▸ WHAT THIS TASK INVOLVES: List every publication that the philanthropy round-up below names as the source of one of its stories.

▸ PASSAGE:
»»

Friday again, so it’s round-up time, but a bit earlier than usual. Partly because I’m on a half day today, and partly because this week has seen such a rich crop of philanthropy stories that this top five has burst from my fingers in a blur of keystrokes so it is ready before 10am. Hope you enjoy (you even get a bonus story this week!)
1) At number one is this story about an embarrassing corporate philanthropy foul-up by the US restaurant chain Chili’s, reported in the Los Angeles Times. Chili’s was forced to cancel a fundraising event for an autism charity during Autism Awareness Month, after it emerged that the charity in question promotes the discredited link between child vaccinations and autism and hundred people took to social media to point this out to the company. Oops. An object lesson in how not to do corporate giving.
2) Another week, another intriguing story that throws up all sorts of questions about the role of philanthropy in relation to the State. This time it is the news reported in Inside Philanthropy that there has been a significant rise in philanthropic efforts aimed at ensuring clean water supplies in the US. This seems counterintuitive: we are used to such efforts in emerging countries (usually funded by Western aid), but the idea that lack of clean drinking water is an issue in America is surprising. And what does the fact that philanthropic efforts are being targeted at this problem say about the governmental response so far?
3) At number three is this piece from IRIN Global looking at how efforts to develop philanthropy in emerging economies can tap into existing non-formal traditions of giving. This caught my eye because it echoes one of the arguments of CAF’s second Future World Giving report on building trust in civil society as a way of encouraging giving. Always nice to know that someone else is thinking what you’re thinking!
4) A potentially worrying story this week was the finding of a report which claimed that more Americans are choosing “responsible shopping” over charitable giving as a way of giving back to society. I’m not sure the report itself could be described as the most robust piece of research, but the trends it purports to have identified are worth taking note of. This question of whether new forms of “cost-free giving” through cause-related marketing etc will have an adverse effect on traditional charitable giving is something I have mulled over before on this blog, and continues to nag at me.
5) And finally… according to David Cameron, “Jesus invented the Big Society over 2,000 years ago.” Whilst this makes me question the Prime Minister’s grasp of theology, I would suggest that if jesus could explain the Big Society concept in a way that made sense to voters, it would certainly be a candidate to add to his list of miracles…
(BONUS BALL: It’s not strictly about philanthropy, but there was a great article in The Atlantic this week about the history of greed and its relationship to capitalism over the last 300 years. It’s definitely worth a read if you’ve devoured the five above!)

««

▸ INFORMATION SHOWN:
»»

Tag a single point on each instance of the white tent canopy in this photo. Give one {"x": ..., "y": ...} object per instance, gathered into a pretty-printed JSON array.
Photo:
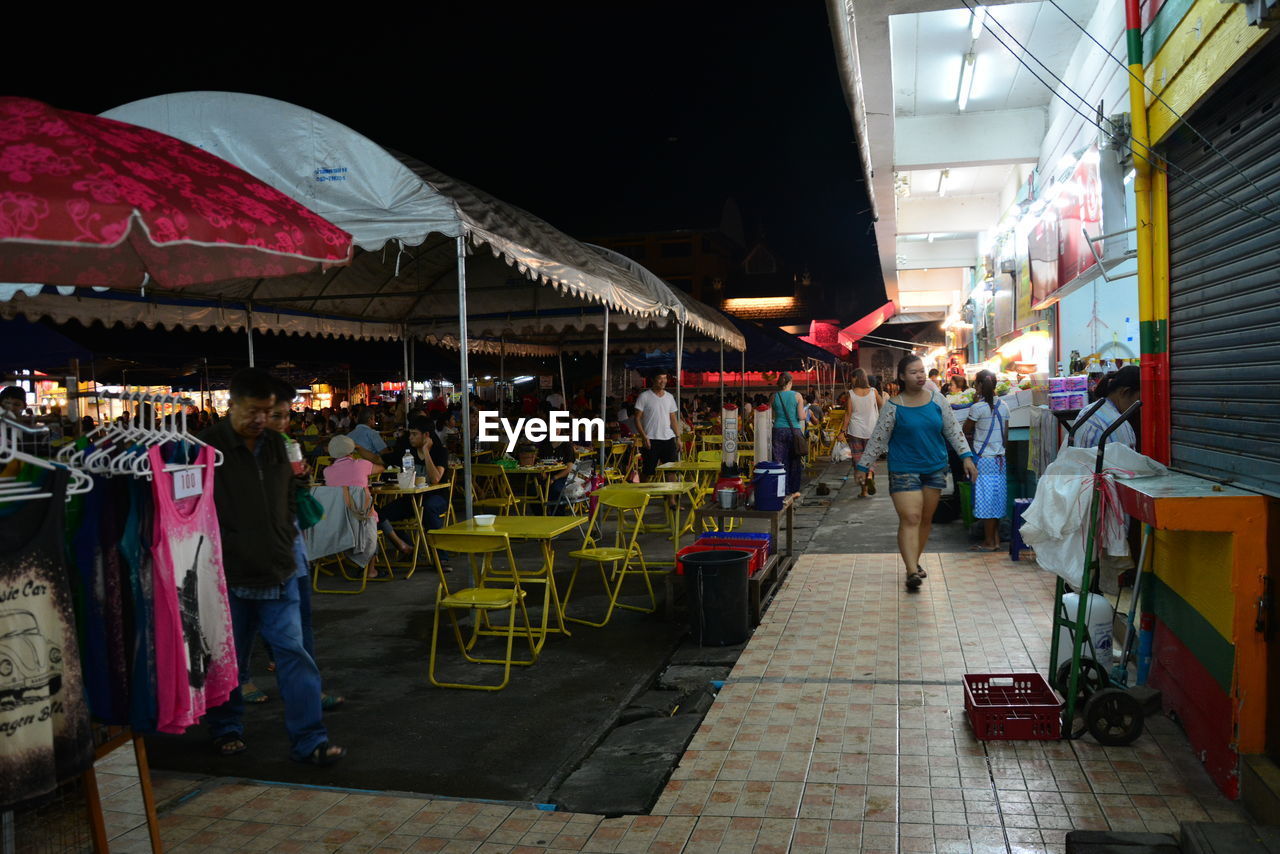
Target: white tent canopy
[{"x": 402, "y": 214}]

««
»»

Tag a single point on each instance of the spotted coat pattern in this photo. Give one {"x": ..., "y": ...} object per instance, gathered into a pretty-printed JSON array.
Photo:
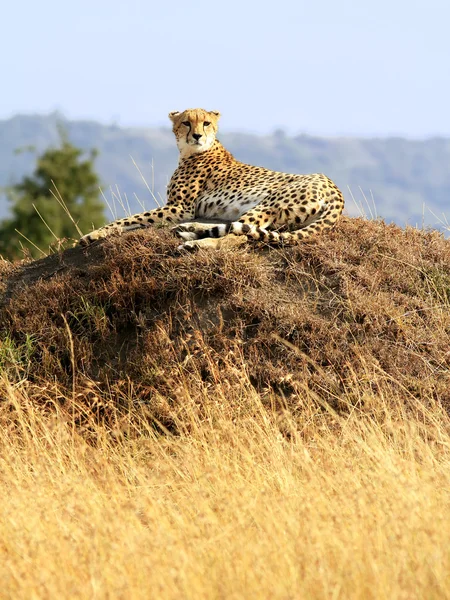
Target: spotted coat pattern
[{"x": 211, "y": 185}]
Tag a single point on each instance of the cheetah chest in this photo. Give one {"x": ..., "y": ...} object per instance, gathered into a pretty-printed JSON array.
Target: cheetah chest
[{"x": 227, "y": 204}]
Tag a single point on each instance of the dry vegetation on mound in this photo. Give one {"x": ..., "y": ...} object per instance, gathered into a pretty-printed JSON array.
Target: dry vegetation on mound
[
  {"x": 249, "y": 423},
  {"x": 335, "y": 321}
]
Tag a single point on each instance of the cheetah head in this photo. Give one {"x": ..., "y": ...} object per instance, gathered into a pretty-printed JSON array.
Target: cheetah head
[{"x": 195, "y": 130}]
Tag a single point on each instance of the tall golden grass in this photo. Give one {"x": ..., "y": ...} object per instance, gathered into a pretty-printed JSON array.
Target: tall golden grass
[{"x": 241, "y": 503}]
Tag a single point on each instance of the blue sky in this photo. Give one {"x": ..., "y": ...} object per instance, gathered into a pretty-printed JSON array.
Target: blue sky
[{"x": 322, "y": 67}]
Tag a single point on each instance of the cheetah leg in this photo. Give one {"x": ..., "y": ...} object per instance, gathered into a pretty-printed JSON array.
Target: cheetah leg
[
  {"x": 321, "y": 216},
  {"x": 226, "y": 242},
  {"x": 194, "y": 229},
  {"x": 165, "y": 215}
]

««

▸ ANSWER SPACE: Los Angeles Times, Inside Philanthropy, IRIN Global, The Atlantic